### DATA
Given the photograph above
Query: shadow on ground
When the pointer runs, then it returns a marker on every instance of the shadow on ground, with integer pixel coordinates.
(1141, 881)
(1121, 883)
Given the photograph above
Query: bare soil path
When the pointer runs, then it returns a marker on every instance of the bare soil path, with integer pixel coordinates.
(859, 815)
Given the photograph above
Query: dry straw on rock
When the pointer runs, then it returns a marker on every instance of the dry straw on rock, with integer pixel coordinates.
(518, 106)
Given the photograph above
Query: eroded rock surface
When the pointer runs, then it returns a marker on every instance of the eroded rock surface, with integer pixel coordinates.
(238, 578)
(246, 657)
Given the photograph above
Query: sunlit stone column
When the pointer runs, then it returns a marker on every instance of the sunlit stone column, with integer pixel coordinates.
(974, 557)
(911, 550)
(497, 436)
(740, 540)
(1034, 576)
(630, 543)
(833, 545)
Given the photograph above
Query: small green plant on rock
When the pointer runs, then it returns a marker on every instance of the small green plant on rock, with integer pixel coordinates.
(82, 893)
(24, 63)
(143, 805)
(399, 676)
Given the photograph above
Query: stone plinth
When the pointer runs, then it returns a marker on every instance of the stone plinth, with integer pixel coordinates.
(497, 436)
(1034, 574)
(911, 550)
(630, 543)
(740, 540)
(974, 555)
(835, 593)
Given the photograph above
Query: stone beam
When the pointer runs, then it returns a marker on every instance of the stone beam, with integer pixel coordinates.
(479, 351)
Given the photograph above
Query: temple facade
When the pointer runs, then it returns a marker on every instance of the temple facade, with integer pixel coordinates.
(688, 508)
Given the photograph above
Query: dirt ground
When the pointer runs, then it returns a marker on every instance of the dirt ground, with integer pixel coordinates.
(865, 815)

### WHAT IS REQUIRED
Filter the entries down to the lines with the word "Query" in them, and copy those lines.

### SOLUTION TO THE EXERCISE
Query: shadow on ground
Query: bare soil path
Query: dry straw on rock
Query: eroded rock surface
Query: sunlit stone column
Query: small green plant on rock
Query: stone plinth
Query: stone beam
Query: temple facade
Query: dirt ground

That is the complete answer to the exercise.